## TEXTO SELECCIONADO:
%%
La familia Capa recorre una carretera boscosa, es hermoso el paisaje. Los niños cantan colmando el vehículo de alegría y felicidad. Sus padres los escuchan, sonríen, son receptivos con esa algarabía infantil. Se miran, son contagiados por la felicidad. Aquí sus reflexiones son casi olvidadas mientras el carro se mueve. Obvian sus problemas íntimos. Llegan a su destino, como quien llega a la mayor experiencia de su vida, una pequeña porción de paraíso.
Así comienza la última entrega cinematográfica de M. Night Shyamalan (The Sixth Sense, Signs, Lady in the Water). En este principio ya entrados en el característico mundo de este director, descrito en breves palabras por este cinéfilo, están los principales preceptos que conforman esta película. Un hermoso paisaje captado por una meticulosa fotografía que no solo nos enseña las bellezas de la naturaleza y el oasis que han sido capaces de encontrar los personajes, también desarrolla las torsiones que presenta la trama en cada una de sus puestas en escena y de las atmósferas dicotómicas en donde el tiempo es protagonista.
Una familia que sí, de hecho, tiene la mayor experiencia de sus vidas en una pequeña porción de paraíso tropical que resulta ser un anillo más del infierno aquí en la Tierra. Bueno, en la ficción que el director fue capaz de recrearnos.
%%
## MATERIAL PROPORCIONADO:
%%
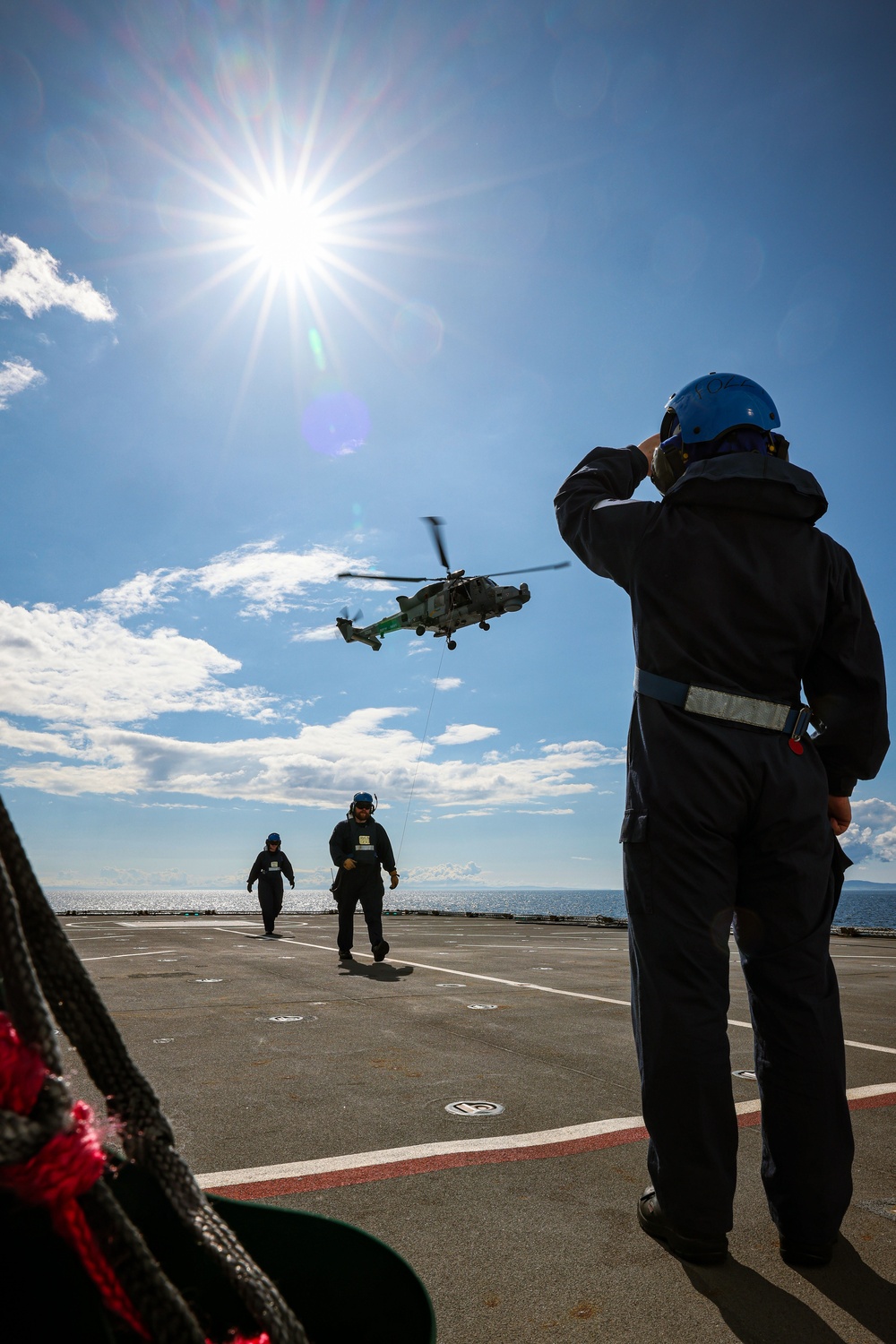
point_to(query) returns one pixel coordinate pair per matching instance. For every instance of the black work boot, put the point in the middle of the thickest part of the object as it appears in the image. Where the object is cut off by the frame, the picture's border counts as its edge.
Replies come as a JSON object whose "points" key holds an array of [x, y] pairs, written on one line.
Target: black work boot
%%
## CONSIGNA A:
Indica si cada afirmación concuerda con la reseña de la película y justifica cada respuesta con una cita literal: (i) los niños cantan durante el viaje en el vehículo; (ii) a los padres les molesta el bullicio de sus hijos; (iii) la porción de paraíso tropical resulta ser un lugar apacible.
## CONSIGNA B:
Responde con brevedad a partir de la reseña de la película:
(i) ¿Quién dirige la película?
(ii) ¿Qué es protagonista en las atmósferas dicotómicas?
(iii) ¿Qué hacen los padres con sus problemas íntimos mientras el carro se mueve?
## CONSIGNA C:
Escribe la continuación de la reseña de la película de M. Night Shyamalan a partir de la última oración.
Las líneas forman un material independiente de la reseña.

## RESULTADO FINAL A:
(i) Sí: «Los niños cantan colmando el vehículo de alegría y felicidad».
(ii) No: «Sus padres los escuchan, sonríen, son receptivos con esa algarabía infantil».
(iii) No: «que resulta ser un anillo más del infierno aquí en la Tierra».

## RESULTADO FINAL B:
(i) M. Night Shyamalan.
(ii) El tiempo.
(iii) Los obvian.

## RESULTADO FINAL C:
La historia radica dentro del disfrute de un servicio personalizado perteneciente a una institución turística de excelencia (a la cual se accede por misteriosas vías) y hermosos paisajes, un grupo de individuos (pre – seleccionados por sus condiciones físicas y mentales al desconocimiento de ellos en un primer momento), entre los que se encuentran la familia Capa, son llevados a una isla preciosamente increíble, donde su mayor problema – bufonescamente dicho – es el tiempo que corre a un ritmo diferente. Descubierta, según se cuenta, como un encantador pasaje de Julio Verne durante El Viaje al centro de la Tierra, la cual se caracteriza por avejentar a las personas una vida en un día. Con este dato se desencadenan los acontecimientos y las luchas externas e internas de los personajes. Mientras lidian con el apurado paso del tiempo y el crecimiento inmediato de los más pequeños (por cuestiones visualmente naturales), buscan la forma de darle explicación a dicha situación y, por ende, como salir de ese embrollo.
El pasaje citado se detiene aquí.